## GIVEN TASK 1:
Write out the Per-Bolo 58 flux text starting at "All known continuum" and ending at "Figures 3 and 4.", substituting "SMA" for each "CARMA".
## GIVEN TASK 2:
Copy the listing exactly, starting at the line that contains "Find every instance of the boy walking" and ending at the end of the listing.

All known continuum fluxes for Per-Bolo 58 are given in Table 1, and the observed SED is shown in Figure 1. In addition to the Spitzer data described above, we include SHARC II 350 μm (M. M. Dunham et al. 2010, in preparation), SCUBA 850 μm (Hatchell et al. 2005), and Bolocam 1.1 mm (Enoch et al. 2006) fluxes as well as the CARMA 2.9 mm map from Schnee et al. (2010). The interferometric CARMA 2.9 mm map provides both a long wavelength flux measurement and a measure of the resolved radial intensity profile. The 2.9 mm visibility amplitudes versus uv-distance are shown in Figures 3 and 4.

## DATA TO USE:

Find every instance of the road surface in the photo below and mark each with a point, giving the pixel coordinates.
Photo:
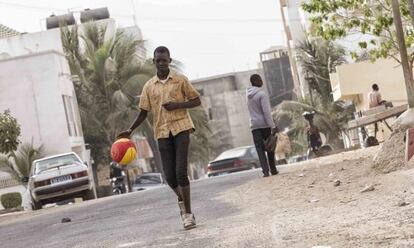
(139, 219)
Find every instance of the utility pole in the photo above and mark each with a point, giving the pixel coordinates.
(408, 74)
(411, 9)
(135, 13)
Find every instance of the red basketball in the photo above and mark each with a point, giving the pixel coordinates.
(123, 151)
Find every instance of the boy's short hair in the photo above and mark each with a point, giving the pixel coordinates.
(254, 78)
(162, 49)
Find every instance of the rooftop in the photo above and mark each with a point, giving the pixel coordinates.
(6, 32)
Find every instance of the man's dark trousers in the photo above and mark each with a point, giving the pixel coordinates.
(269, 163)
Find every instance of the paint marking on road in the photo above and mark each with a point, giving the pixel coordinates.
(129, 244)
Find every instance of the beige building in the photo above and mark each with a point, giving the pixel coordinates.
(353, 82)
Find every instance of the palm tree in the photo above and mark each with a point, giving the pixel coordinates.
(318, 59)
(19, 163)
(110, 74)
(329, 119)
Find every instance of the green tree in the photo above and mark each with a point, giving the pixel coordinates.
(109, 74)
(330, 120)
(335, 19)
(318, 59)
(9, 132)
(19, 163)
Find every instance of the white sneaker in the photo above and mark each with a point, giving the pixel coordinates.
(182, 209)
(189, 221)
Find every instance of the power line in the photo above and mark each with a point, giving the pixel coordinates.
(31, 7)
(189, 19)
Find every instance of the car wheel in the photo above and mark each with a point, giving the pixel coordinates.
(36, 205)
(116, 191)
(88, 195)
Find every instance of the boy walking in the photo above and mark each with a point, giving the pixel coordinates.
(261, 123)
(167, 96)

## TASK RESPONSE 1:
All known continuum fluxes for Per-Bolo 58 are given in Table 1, and the observed SED is shown in Figure 1. In addition to the Spitzer data described above, we include SHARC II 350 μm (M. M. Dunham et al. 2010, in preparation), SCUBA 850 μm (Hatchell et al. 2005), and Bolocam 1.1 mm (Enoch et al. 2006) fluxes as well as the SMA 2.9 mm map from Schnee et al. (2010). The interferometric SMA 2.9 mm map provides both a long wavelength flux measurement and a measure of the resolved radial intensity profile. The 2.9 mm visibility amplitudes versus uv-distance are shown in Figures 3 and 4.

## TASK RESPONSE 2:
Find every instance of the boy walking in the photo above and mark each with a point, giving the pixel coordinates.
(261, 123)
(167, 96)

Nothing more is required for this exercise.